▶ _PROBLEM DETAILS_
The listing below is to be reproduced in full, character for character.

▶ _SOURCE DATA_
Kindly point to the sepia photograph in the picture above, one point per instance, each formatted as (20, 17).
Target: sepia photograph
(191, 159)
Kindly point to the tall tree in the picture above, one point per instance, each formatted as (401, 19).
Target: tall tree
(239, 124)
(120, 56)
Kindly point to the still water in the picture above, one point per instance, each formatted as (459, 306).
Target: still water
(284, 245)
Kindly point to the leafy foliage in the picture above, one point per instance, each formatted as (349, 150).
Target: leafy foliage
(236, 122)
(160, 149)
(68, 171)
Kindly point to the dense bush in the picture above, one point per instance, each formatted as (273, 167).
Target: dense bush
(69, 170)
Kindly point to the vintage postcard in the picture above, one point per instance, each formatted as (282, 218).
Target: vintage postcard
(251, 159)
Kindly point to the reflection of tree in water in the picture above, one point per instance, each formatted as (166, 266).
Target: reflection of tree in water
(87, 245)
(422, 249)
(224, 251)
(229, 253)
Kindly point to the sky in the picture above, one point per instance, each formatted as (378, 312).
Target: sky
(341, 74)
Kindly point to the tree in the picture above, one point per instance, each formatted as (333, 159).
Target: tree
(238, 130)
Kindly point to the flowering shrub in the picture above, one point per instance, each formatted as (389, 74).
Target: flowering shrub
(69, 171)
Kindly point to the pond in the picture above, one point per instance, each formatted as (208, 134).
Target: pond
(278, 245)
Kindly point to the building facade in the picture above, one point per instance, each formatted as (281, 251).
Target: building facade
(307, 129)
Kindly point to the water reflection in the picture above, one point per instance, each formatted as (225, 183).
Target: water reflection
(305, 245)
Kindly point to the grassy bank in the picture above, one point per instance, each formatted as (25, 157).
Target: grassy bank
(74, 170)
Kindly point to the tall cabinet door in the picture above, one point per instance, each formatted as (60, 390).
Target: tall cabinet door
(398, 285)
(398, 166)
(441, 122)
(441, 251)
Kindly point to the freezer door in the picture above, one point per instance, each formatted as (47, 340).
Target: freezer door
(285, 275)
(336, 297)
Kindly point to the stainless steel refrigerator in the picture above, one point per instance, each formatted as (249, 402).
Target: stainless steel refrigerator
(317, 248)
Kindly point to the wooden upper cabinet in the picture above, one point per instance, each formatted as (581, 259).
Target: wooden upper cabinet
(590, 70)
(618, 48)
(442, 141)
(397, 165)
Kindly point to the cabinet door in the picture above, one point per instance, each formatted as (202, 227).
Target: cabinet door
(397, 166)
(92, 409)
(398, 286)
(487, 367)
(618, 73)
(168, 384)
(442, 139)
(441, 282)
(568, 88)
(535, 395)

▶ _ANSWER TO THIS TASK_
Kindly point to the sepia photograph in the picture above, one point per instance, each formatted as (20, 17).
Target: sepia photograph
(191, 159)
Kindly point to the tall tree in the picture above, one point per instance, each formatted as (401, 19).
Target: tall tree
(239, 124)
(120, 56)
Kindly point to the still water in the picture above, one point per instance, each formatted as (459, 306).
Target: still water
(284, 245)
Kindly point to the leafy foliage in the picture above, one point per instance, each formatted as (349, 150).
Target: leafy foliage
(236, 122)
(160, 149)
(68, 171)
Kindly point to the dense bush in the picture above, one point per instance, each formatted as (273, 167).
Target: dense bush
(69, 170)
Kindly point to the vintage postcard in the picture above, one point per instance, each formatted as (282, 218).
Target: vintage postcard
(251, 159)
Kindly point to the reflection of tree in water in the picture above, one point per instance, each formatted as (166, 266).
Target: reflection of tree in water
(87, 245)
(422, 249)
(224, 251)
(229, 253)
Kindly point to the sky in the picture above, one point per instance, each formatted as (378, 312).
Target: sky
(341, 74)
Kindly point to the tree in the picture above, one point per instance, each formatted as (333, 159).
Target: tree
(238, 130)
Kindly point to the flowering shrub in the picture above, one point per instance, each formatted as (389, 74).
Target: flowering shrub
(69, 171)
Kindly point to the pond in the picture above, one point per instance, each formatted as (208, 134).
Target: pond
(278, 245)
Kindly point to the building facade in the picture above, one point per instance, each formatted as (281, 251).
Target: building facade
(307, 129)
Kindly point to the water reflection in the picture above, one point per instance, each formatted as (225, 183).
Target: water reflection
(305, 245)
Kindly point to the grassy bank in the picture above, one point per instance, each formatted as (25, 157).
Target: grassy bank
(74, 170)
Kindly point to the tall cabinet door in the picture above, one point per instance, each formatted as (60, 390).
Target: tall cabinet door
(398, 285)
(398, 166)
(441, 122)
(441, 251)
Kindly point to the freezer door in the picture above, one point per instance, each formatted as (47, 340).
Target: freezer door
(285, 275)
(336, 297)
Kindly point to the stainless steel refrigerator in the picture above, one point per instance, each formatted as (249, 402).
Target: stainless steel refrigerator
(317, 248)
Kindly point to the wooden upper cabinet in the picture above, one point per instance, each formatted as (581, 259).
Target: wooden upper cabinet
(590, 70)
(618, 48)
(442, 141)
(397, 165)
Kindly point to the cabinet door in the picture above, one point per instance, each formatted as (202, 227).
Target: cabinet door
(397, 166)
(92, 409)
(398, 286)
(487, 367)
(618, 73)
(168, 384)
(442, 139)
(441, 282)
(568, 88)
(535, 395)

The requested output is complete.